Passage to read
When is it Luck ?

Common refrains among SOM players are "he was lucky !" or "MY team was much better !" Is it possible to separate the hyperbole from the fact ? When can you state that one team is clearly better than another ? Or to put it another way, how much 'distance' between two teams is really significant ? This question can be answered with hard numbers if you are willing to stomach a little math. In this article the appropriate statistical theory will be reviewed and a summary 'rule-of-thumb' will be given that can be used to give a quick answer. The focus of this discussion will be on analyzing winning % (WP), although the technique could be applied to any proportion of success type measure like batting average, on-base %, etc.

Table of Contents

A Little Theory

A Rule of Thumb

The Bad News

A Table for Various Confidence Levels

One Sided Intervals

A Little Theory

We begin with a review of some necessary statistical preliminaries.

Assume that the random event under consideration can be modeled as independent Bernoulli trials. This means three things: (1) each occurrence can be classified into two categories, "successes" and "failures", (2) the probability of a success, denoted by p, is constant from trial to trial, and (3) each trial result has no influence on any other trial result. A random variable (RV) that obeys the above is termed a Binomial random variable. Typically one assigns a "1" to success and a "0" to failure for computational purposes. Finally, one denotes the probability of a failure by q and clearly p+q=1.

Purists will (correctly) argue that (2) isn't satisfied in the case of Baseball W/L results - your odds of winning against Greg Maddux are much different than when facing Felipe Lira ! It is possible to abandon assumption (2) and still end up in about the same place, but the math becomes much more complicated (you have to employ something called random process theory). For the purposes of this discussion, suffice to say that as long as (2) isn't significantly violated (p fluctuates between say 0.35 and 0.65) the results are essentially unchanged.

Aim of the exercise
Output the portion of the article on luck and winning percentage from "A Table for" up to and including "and clearly p+q=1.", word for word. The entries that come after the article are separate material and have no connection to it.

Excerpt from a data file
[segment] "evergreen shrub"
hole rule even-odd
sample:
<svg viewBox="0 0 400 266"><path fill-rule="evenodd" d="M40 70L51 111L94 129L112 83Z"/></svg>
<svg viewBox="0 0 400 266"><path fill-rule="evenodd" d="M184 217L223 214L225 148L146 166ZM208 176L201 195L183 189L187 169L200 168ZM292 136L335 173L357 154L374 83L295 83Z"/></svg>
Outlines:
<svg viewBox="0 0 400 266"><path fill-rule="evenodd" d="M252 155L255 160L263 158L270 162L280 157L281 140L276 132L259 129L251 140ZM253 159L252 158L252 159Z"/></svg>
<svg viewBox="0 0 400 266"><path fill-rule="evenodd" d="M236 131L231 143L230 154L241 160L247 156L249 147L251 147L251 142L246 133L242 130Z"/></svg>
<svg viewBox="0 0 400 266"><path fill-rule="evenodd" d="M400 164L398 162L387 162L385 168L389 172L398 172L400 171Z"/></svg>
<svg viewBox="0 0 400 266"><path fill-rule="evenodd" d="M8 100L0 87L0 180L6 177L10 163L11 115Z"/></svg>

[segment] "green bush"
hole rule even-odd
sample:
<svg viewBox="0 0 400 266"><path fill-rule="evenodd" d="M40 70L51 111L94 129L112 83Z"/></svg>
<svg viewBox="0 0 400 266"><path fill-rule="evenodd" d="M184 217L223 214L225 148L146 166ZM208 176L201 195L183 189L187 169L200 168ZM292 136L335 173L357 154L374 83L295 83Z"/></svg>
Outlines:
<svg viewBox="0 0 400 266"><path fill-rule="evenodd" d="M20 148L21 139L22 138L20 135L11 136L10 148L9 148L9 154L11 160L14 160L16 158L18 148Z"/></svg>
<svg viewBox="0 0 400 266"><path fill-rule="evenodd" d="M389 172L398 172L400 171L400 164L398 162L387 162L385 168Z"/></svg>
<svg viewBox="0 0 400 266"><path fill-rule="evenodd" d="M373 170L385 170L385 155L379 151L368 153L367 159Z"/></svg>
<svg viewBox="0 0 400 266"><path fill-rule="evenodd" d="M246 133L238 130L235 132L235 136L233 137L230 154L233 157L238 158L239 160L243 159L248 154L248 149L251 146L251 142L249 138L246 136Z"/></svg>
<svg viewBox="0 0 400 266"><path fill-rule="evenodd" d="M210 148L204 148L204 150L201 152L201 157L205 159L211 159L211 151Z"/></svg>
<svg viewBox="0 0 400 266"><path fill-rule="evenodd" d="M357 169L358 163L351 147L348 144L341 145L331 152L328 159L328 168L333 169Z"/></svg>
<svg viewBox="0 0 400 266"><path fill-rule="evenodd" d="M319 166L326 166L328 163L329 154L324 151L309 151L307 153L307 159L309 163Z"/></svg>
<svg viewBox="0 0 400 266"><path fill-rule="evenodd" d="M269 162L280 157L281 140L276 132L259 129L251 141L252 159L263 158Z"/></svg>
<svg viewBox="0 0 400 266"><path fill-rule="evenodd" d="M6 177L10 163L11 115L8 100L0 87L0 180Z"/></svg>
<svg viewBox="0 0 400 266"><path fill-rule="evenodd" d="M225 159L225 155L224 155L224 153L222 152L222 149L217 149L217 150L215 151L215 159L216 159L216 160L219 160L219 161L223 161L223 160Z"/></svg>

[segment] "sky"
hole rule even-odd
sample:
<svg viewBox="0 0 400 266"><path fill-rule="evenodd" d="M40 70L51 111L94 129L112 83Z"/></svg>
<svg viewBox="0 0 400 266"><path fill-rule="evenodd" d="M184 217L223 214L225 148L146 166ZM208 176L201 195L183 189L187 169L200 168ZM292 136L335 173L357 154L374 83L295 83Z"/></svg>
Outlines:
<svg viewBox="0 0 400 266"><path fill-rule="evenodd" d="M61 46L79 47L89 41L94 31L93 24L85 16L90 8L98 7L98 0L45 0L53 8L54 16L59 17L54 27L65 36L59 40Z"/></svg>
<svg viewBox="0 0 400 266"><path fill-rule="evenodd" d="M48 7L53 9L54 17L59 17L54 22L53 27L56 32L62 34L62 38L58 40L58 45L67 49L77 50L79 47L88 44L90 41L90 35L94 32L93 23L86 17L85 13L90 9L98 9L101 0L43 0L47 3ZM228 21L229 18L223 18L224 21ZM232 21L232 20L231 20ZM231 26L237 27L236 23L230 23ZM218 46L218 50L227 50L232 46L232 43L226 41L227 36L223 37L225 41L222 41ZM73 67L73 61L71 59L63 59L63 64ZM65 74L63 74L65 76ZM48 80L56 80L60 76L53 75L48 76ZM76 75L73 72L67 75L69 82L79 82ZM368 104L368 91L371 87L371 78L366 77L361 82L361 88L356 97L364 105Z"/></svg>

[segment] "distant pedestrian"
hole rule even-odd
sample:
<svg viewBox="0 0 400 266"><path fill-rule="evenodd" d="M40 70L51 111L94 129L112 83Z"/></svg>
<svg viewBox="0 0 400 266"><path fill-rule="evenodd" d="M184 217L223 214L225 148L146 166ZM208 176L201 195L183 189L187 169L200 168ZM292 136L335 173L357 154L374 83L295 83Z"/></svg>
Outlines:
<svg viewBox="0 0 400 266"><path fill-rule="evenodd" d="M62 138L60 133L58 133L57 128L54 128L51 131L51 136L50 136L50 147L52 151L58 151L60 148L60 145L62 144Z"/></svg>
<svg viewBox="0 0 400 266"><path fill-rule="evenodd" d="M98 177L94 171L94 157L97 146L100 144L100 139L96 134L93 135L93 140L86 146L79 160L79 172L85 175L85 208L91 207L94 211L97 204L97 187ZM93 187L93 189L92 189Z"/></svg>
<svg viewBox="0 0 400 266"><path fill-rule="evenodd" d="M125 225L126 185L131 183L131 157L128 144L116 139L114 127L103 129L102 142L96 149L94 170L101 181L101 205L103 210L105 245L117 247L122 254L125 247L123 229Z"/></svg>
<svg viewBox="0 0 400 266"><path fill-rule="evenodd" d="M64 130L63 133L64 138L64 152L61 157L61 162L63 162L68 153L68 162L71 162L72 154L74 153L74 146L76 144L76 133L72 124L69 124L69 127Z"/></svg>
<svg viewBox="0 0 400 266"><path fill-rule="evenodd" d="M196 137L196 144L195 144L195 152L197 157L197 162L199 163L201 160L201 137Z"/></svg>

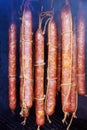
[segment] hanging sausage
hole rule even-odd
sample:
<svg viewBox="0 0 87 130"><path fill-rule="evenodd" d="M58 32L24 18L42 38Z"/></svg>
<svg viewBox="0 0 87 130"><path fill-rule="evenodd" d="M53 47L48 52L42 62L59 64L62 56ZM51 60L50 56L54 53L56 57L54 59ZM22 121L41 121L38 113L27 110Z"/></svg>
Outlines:
<svg viewBox="0 0 87 130"><path fill-rule="evenodd" d="M9 27L9 107L11 111L16 108L16 25L11 23Z"/></svg>
<svg viewBox="0 0 87 130"><path fill-rule="evenodd" d="M72 15L69 3L61 11L62 26L62 110L64 112L65 122L70 112L70 91L72 76Z"/></svg>
<svg viewBox="0 0 87 130"><path fill-rule="evenodd" d="M85 14L82 2L79 3L77 23L77 87L80 95L85 95Z"/></svg>
<svg viewBox="0 0 87 130"><path fill-rule="evenodd" d="M48 24L48 68L46 90L46 114L51 116L56 106L57 90L57 28L53 18Z"/></svg>
<svg viewBox="0 0 87 130"><path fill-rule="evenodd" d="M26 118L29 115L29 109L33 105L33 66L32 66L32 13L29 9L25 9L22 17L22 107L20 115L25 118L23 124L26 123ZM21 76L21 75L20 75ZM21 91L21 88L20 88Z"/></svg>

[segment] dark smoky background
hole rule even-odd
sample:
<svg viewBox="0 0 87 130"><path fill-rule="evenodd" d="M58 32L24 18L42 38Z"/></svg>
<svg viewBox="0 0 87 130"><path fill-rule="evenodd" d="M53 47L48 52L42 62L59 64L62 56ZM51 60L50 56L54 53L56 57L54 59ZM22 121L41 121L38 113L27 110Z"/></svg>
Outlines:
<svg viewBox="0 0 87 130"><path fill-rule="evenodd" d="M86 19L86 32L87 32L87 0L69 0L70 7L72 11L73 19L77 18L79 2L82 1L83 8L85 10ZM17 95L19 95L19 40L20 40L20 17L22 12L20 11L20 5L22 0L0 0L0 113L8 113L8 29L12 21L17 24ZM54 20L58 26L58 17L60 16L60 11L65 5L65 0L54 0L53 6L51 8L51 0L30 0L30 9L33 14L33 32L35 34L38 28L39 13L41 11L41 6L43 5L43 11L48 11L54 9ZM24 6L23 6L24 8ZM45 21L44 21L45 22ZM42 27L43 28L43 27ZM45 36L45 45L47 44L47 35ZM87 57L87 35L85 52ZM46 58L46 57L45 57ZM87 86L87 58L86 58L86 86ZM18 96L18 106L19 109L19 96ZM57 96L57 107L56 113L61 114L61 104L60 104L60 94ZM61 115L58 115L61 116ZM87 120L87 97L78 96L78 109L77 109L78 119ZM78 121L77 121L78 122ZM86 121L87 123L87 121ZM0 129L2 130L2 129ZM83 129L82 130L87 130Z"/></svg>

Written answer
A Table for Various Confidence Levels

One Sided Intervals

A Little Theory

We begin with a review of some necessary statistical preliminaries.

Assume that the random event under consideration can be modeled as independent Bernoulli trials. This means three things: (1) each occurrence can be classified into two categories, "successes" and "failures", (2) the probability of a success, denoted by p, is constant from trial to trial, and (3) each trial result has no influence on any other trial result. A random variable (RV) that obeys the above is termed a Binomial random variable. Typically one assigns a "1" to success and a "0" to failure for computational purposes. Finally, one denotes the probability of a failure by q and clearly p+q=1.